In the material below, the required lines run from the one containing "Target: flower pot" through the one containing "shown by (519,272).". Copy those lines exactly, ends included, and nothing else.

Excerpted data ->
════
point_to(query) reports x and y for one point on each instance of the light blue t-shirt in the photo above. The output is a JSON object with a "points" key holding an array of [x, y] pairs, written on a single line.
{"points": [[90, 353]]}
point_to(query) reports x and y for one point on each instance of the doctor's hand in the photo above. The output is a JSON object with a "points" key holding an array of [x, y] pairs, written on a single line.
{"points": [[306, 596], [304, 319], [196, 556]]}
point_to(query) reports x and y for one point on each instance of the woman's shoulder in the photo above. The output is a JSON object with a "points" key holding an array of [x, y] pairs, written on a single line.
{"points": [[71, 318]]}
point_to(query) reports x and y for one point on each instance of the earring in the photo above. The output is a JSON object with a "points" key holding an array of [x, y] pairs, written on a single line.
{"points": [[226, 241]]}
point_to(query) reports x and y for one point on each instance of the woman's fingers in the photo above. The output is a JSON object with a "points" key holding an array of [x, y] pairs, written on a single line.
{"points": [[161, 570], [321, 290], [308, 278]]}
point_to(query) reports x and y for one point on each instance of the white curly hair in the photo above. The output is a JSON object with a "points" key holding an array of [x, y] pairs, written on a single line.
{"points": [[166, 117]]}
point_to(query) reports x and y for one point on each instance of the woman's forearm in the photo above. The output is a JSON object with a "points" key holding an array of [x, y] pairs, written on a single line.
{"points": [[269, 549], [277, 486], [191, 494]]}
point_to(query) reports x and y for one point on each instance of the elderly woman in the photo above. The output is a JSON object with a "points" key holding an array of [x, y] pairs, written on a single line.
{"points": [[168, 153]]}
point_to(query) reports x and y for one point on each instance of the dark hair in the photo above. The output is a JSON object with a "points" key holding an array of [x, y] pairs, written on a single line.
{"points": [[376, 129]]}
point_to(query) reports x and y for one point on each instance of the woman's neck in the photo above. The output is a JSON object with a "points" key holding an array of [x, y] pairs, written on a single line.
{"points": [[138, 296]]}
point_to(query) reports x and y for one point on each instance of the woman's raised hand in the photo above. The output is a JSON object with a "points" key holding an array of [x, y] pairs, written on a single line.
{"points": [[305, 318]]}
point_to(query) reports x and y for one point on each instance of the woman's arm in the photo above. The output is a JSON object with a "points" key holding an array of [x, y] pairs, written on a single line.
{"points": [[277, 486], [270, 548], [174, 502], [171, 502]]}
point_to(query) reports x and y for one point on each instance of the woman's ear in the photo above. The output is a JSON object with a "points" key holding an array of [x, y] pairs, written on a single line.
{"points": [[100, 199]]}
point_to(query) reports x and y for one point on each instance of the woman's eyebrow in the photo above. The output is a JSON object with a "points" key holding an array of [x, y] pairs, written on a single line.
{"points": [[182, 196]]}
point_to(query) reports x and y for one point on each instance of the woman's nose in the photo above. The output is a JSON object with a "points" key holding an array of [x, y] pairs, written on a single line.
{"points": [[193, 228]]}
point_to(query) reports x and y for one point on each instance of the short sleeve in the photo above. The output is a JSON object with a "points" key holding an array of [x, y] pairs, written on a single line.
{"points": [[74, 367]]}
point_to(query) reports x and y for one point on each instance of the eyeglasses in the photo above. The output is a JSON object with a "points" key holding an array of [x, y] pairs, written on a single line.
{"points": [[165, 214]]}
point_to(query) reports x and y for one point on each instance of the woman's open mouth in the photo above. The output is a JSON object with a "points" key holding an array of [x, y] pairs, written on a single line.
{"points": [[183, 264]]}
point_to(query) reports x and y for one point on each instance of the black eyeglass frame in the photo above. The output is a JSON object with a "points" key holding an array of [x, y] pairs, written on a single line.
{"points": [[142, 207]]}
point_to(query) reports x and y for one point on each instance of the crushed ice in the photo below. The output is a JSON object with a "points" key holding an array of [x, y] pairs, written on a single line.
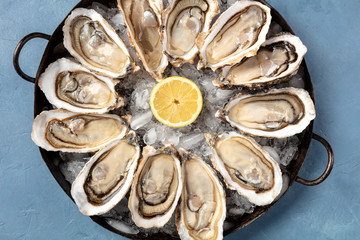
{"points": [[136, 89]]}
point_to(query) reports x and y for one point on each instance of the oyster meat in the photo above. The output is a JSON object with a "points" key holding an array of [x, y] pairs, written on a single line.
{"points": [[246, 167], [237, 33], [156, 188], [278, 113], [277, 59], [143, 21], [60, 130], [107, 176], [202, 209], [70, 86], [183, 21], [94, 43]]}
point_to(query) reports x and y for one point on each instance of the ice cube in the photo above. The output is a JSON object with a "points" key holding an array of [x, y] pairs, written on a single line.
{"points": [[150, 137], [287, 155], [140, 120], [297, 81], [191, 140], [272, 153], [122, 226], [71, 169]]}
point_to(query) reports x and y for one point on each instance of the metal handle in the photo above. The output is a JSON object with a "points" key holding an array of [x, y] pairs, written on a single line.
{"points": [[18, 50], [328, 167]]}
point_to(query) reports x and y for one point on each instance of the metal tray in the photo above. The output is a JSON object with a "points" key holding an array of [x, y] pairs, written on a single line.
{"points": [[55, 50]]}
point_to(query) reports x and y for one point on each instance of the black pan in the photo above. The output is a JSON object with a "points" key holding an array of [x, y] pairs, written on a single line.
{"points": [[55, 50]]}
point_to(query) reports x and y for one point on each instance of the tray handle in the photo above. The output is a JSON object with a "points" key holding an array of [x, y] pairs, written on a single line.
{"points": [[328, 167], [18, 49]]}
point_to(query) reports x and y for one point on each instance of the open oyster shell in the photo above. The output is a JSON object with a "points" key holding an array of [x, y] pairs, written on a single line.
{"points": [[278, 113], [94, 43], [202, 210], [70, 86], [246, 167], [156, 188], [107, 176], [143, 22], [183, 21], [237, 33], [277, 59], [60, 130]]}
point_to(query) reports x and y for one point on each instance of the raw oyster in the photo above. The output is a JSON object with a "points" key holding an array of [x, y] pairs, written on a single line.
{"points": [[143, 21], [107, 176], [202, 209], [237, 33], [246, 167], [156, 188], [70, 86], [278, 113], [277, 59], [183, 21], [60, 130], [95, 44]]}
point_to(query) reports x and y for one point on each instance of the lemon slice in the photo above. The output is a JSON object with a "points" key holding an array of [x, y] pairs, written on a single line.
{"points": [[176, 101]]}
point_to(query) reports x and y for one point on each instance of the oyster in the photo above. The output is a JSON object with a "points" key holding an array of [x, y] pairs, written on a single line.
{"points": [[156, 188], [277, 59], [246, 167], [107, 176], [237, 33], [183, 21], [277, 113], [143, 21], [202, 209], [95, 44], [60, 130], [70, 86]]}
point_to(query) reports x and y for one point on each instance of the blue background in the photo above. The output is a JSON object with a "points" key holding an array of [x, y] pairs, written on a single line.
{"points": [[33, 206]]}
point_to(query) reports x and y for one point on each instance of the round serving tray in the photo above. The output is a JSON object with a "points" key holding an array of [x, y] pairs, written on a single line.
{"points": [[56, 50]]}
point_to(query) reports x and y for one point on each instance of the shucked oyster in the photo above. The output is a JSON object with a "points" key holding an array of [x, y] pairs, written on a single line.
{"points": [[95, 44], [60, 130], [277, 59], [277, 113], [70, 86], [246, 167], [183, 21], [156, 188], [143, 21], [237, 33], [202, 209], [107, 176]]}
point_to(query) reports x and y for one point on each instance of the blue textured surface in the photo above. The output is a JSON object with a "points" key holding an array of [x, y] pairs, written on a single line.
{"points": [[33, 206]]}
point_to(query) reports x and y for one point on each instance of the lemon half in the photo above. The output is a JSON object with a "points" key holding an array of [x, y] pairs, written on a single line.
{"points": [[176, 101]]}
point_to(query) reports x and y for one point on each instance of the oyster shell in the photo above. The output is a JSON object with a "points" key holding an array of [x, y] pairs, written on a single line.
{"points": [[237, 33], [156, 188], [143, 21], [183, 21], [107, 176], [70, 86], [60, 130], [278, 113], [202, 210], [94, 43], [277, 59], [246, 167]]}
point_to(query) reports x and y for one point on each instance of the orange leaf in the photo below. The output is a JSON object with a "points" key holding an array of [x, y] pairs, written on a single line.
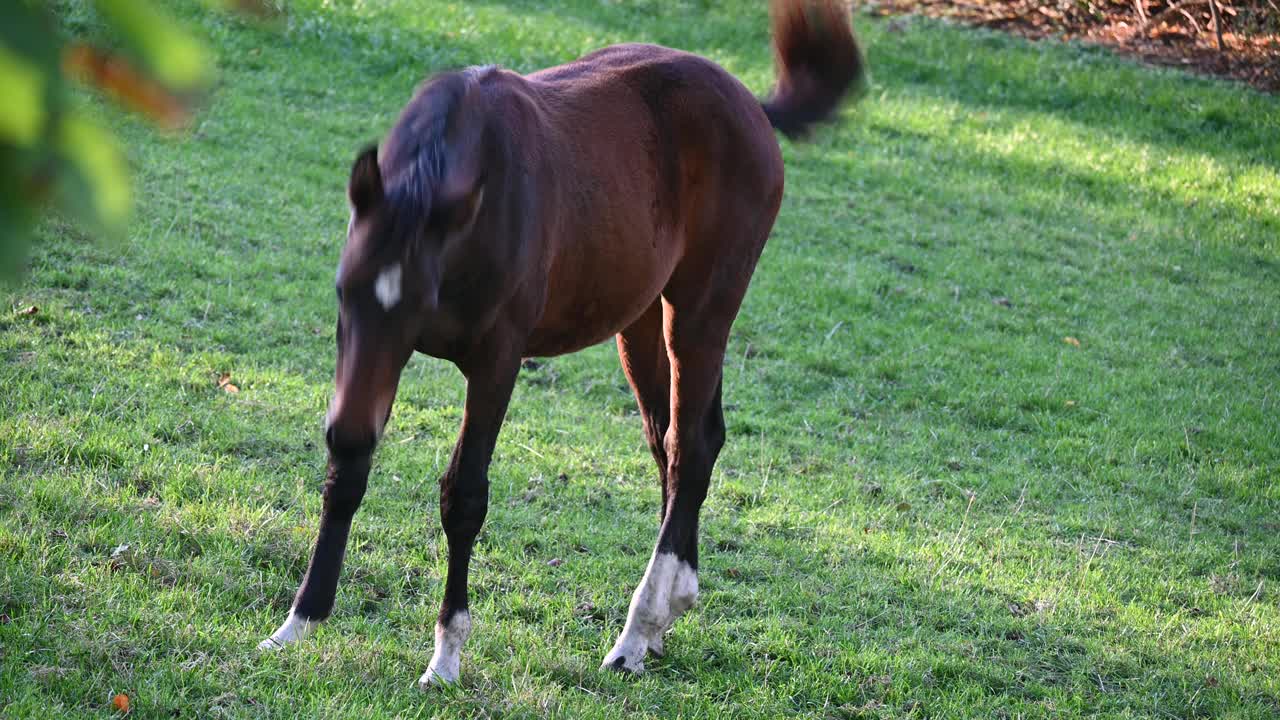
{"points": [[115, 76]]}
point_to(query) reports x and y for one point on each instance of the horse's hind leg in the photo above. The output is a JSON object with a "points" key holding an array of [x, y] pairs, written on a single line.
{"points": [[695, 342], [643, 351]]}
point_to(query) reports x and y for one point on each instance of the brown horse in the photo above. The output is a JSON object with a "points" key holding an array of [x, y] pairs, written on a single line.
{"points": [[625, 194]]}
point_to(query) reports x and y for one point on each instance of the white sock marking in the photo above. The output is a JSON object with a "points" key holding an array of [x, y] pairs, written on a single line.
{"points": [[387, 286], [447, 659], [293, 629], [668, 588]]}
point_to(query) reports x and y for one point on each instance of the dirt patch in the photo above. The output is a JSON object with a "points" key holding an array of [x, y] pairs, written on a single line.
{"points": [[1168, 32]]}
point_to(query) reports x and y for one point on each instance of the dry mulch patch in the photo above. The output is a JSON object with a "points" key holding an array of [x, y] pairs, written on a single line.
{"points": [[1169, 32]]}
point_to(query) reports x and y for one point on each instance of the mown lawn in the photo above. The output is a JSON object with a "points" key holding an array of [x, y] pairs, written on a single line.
{"points": [[1002, 406]]}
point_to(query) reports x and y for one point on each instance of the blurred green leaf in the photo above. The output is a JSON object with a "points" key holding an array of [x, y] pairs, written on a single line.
{"points": [[177, 59], [99, 188], [22, 85]]}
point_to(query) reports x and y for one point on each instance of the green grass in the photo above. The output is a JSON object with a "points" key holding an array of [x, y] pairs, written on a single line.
{"points": [[931, 504]]}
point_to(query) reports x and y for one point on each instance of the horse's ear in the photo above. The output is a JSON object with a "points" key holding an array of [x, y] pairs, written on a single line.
{"points": [[365, 188], [458, 206]]}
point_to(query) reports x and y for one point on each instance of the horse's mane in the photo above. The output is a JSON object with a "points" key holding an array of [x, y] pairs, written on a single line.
{"points": [[414, 159]]}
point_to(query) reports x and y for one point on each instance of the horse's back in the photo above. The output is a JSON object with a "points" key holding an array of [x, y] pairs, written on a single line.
{"points": [[668, 163]]}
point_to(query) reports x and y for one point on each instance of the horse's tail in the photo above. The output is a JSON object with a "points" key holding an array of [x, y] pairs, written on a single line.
{"points": [[818, 63]]}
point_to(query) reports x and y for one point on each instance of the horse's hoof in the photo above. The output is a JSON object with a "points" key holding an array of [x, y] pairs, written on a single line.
{"points": [[269, 645], [620, 661], [434, 678], [293, 629], [656, 647]]}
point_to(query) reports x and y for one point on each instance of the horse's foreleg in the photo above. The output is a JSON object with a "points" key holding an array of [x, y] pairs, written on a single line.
{"points": [[343, 490], [465, 501]]}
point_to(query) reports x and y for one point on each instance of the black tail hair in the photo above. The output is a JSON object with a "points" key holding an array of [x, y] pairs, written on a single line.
{"points": [[818, 63]]}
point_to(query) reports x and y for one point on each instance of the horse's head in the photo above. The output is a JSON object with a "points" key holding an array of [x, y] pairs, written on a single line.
{"points": [[398, 242]]}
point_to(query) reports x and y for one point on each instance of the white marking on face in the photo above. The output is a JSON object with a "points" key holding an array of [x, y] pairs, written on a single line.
{"points": [[668, 588], [447, 659], [293, 629], [387, 286]]}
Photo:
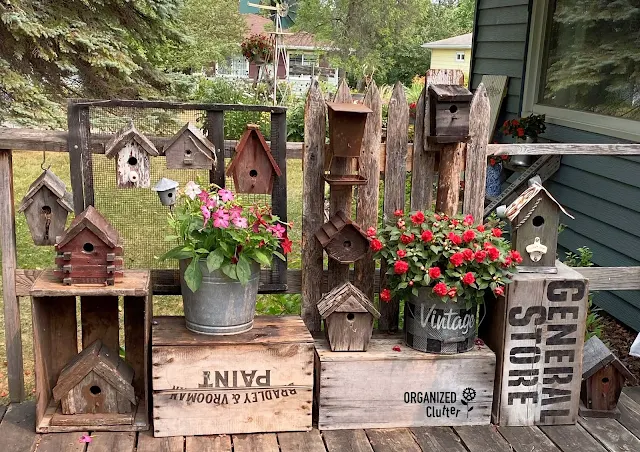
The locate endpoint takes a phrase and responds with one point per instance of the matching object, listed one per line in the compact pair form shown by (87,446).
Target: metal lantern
(167,191)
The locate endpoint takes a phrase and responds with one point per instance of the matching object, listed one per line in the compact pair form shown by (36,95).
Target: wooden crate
(257,381)
(537,331)
(55,343)
(384,388)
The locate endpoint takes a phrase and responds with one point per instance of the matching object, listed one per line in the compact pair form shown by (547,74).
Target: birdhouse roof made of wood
(96,223)
(346,298)
(202,144)
(99,359)
(55,185)
(596,355)
(123,137)
(525,198)
(254,130)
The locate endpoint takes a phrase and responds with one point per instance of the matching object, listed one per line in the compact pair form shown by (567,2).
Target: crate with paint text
(537,331)
(257,381)
(391,385)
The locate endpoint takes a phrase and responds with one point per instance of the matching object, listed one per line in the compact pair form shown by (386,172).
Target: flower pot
(221,305)
(436,327)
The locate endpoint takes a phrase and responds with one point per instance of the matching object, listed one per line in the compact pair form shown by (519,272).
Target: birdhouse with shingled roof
(90,251)
(190,149)
(348,317)
(253,167)
(131,150)
(46,206)
(96,381)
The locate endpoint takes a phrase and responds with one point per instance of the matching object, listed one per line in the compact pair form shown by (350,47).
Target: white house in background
(305,58)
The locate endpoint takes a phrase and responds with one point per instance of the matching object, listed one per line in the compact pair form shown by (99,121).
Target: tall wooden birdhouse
(342,239)
(46,205)
(603,377)
(132,150)
(449,108)
(190,149)
(253,168)
(90,251)
(534,228)
(96,381)
(348,318)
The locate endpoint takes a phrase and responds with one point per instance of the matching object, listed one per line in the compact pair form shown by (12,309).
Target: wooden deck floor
(590,435)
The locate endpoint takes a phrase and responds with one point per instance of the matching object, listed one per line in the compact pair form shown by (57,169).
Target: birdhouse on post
(46,206)
(253,168)
(90,251)
(449,108)
(603,377)
(190,149)
(96,381)
(348,317)
(132,150)
(534,228)
(347,123)
(342,239)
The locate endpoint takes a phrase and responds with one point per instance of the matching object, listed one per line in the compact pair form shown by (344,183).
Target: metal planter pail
(221,305)
(436,327)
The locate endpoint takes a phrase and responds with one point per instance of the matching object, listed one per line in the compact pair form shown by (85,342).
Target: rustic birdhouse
(603,377)
(132,150)
(96,381)
(348,317)
(449,107)
(253,167)
(534,228)
(342,239)
(90,251)
(190,149)
(46,206)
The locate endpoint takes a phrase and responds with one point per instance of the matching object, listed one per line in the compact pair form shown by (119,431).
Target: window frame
(626,129)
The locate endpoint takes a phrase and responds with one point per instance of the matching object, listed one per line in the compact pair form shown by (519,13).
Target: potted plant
(443,268)
(223,243)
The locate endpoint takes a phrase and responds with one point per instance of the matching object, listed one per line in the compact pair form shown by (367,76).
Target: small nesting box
(348,317)
(253,167)
(46,205)
(132,150)
(342,239)
(534,229)
(190,149)
(96,381)
(90,251)
(449,107)
(603,377)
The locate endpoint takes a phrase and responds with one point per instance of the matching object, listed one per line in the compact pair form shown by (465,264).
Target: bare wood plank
(393,439)
(265,442)
(13,338)
(346,441)
(476,159)
(301,441)
(313,206)
(367,206)
(394,185)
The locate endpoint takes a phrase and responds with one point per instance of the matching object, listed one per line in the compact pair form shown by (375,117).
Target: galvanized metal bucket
(436,327)
(221,305)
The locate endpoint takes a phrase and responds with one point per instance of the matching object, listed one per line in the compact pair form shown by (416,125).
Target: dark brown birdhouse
(132,150)
(90,251)
(46,205)
(534,229)
(342,239)
(348,317)
(253,168)
(96,381)
(190,149)
(449,107)
(603,377)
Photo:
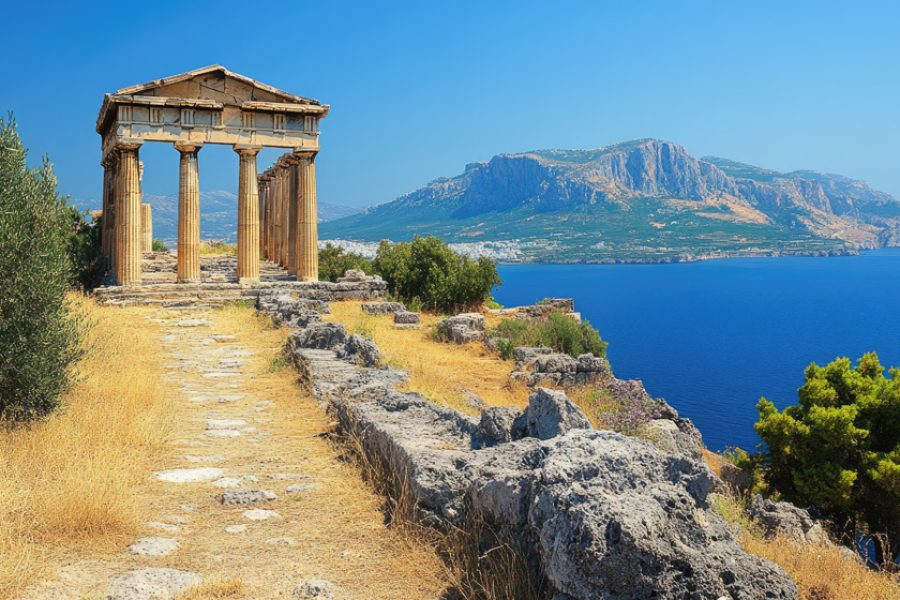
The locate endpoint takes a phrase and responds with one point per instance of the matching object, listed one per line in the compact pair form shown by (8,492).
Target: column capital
(246,149)
(304,154)
(188,146)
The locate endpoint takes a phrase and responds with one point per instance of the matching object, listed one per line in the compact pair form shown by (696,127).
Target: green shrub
(558,331)
(427,269)
(39,337)
(839,448)
(335,260)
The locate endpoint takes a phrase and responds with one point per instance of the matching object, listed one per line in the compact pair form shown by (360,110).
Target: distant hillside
(645,200)
(218,215)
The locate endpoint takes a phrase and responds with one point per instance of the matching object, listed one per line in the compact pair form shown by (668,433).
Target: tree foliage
(838,449)
(39,337)
(334,261)
(429,272)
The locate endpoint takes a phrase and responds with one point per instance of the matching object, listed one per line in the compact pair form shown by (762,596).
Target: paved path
(254,494)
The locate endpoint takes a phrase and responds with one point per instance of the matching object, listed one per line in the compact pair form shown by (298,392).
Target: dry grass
(441,372)
(216,247)
(822,571)
(342,524)
(217,589)
(69,480)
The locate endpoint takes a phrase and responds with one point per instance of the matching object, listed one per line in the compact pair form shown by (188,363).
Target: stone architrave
(248,216)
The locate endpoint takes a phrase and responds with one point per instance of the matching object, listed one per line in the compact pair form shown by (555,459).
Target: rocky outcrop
(783,518)
(542,366)
(598,514)
(462,328)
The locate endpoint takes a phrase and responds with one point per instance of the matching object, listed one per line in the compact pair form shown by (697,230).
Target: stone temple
(277,213)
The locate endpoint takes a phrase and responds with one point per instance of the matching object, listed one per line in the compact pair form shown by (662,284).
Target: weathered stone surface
(550,413)
(315,588)
(189,475)
(496,426)
(151,584)
(247,496)
(154,546)
(382,308)
(405,317)
(360,350)
(259,514)
(786,519)
(323,336)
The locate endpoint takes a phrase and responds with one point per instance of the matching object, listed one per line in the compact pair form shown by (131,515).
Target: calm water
(712,337)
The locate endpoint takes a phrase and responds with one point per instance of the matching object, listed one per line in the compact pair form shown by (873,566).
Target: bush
(428,270)
(560,332)
(335,260)
(39,337)
(839,448)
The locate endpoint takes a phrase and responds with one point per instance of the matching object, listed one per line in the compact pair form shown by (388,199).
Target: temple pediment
(218,84)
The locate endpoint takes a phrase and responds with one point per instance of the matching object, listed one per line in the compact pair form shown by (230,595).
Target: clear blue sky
(419,89)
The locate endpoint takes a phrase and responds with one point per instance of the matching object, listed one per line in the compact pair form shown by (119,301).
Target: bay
(711,337)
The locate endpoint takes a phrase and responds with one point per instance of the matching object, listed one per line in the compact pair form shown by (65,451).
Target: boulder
(324,336)
(382,308)
(785,519)
(496,426)
(360,350)
(550,413)
(405,317)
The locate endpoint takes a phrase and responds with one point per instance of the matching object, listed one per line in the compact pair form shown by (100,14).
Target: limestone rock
(360,350)
(405,317)
(786,519)
(315,588)
(382,308)
(151,584)
(550,413)
(247,496)
(154,546)
(496,426)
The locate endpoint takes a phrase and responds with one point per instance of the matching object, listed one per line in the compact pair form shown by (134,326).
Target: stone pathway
(253,493)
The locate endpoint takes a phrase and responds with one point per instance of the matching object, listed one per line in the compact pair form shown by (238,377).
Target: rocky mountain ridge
(640,198)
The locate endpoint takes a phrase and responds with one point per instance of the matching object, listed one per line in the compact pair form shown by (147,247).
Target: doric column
(107,210)
(293,187)
(248,216)
(146,227)
(307,220)
(188,213)
(128,217)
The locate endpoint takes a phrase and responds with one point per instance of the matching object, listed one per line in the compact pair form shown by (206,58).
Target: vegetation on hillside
(558,331)
(838,449)
(428,272)
(41,237)
(334,261)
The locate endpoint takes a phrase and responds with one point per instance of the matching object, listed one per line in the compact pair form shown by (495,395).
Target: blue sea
(712,337)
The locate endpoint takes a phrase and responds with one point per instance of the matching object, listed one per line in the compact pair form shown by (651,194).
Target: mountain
(643,200)
(218,215)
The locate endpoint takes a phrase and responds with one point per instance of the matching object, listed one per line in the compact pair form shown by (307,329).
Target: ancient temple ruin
(276,210)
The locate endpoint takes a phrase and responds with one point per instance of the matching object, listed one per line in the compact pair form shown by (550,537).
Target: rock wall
(599,514)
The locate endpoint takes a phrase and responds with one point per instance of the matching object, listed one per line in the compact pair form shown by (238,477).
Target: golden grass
(217,589)
(345,537)
(69,480)
(441,372)
(822,571)
(216,247)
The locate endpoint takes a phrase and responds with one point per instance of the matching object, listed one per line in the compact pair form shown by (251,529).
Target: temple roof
(151,87)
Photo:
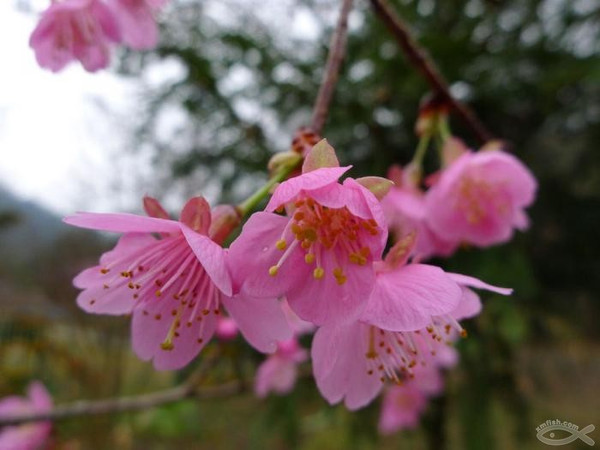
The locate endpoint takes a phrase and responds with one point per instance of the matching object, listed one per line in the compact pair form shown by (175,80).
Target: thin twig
(419,58)
(121,404)
(337,50)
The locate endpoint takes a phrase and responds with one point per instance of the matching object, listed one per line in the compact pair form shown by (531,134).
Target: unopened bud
(283,159)
(304,140)
(225,219)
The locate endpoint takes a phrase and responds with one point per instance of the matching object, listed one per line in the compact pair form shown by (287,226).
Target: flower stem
(422,146)
(248,205)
════
Worked solution ->
Target: flower pot
(221,305)
(436,327)
The locate endpoint takes a phrase and responds with one point per instance of the matching object, listed one per line in the compact pair form shown by (519,272).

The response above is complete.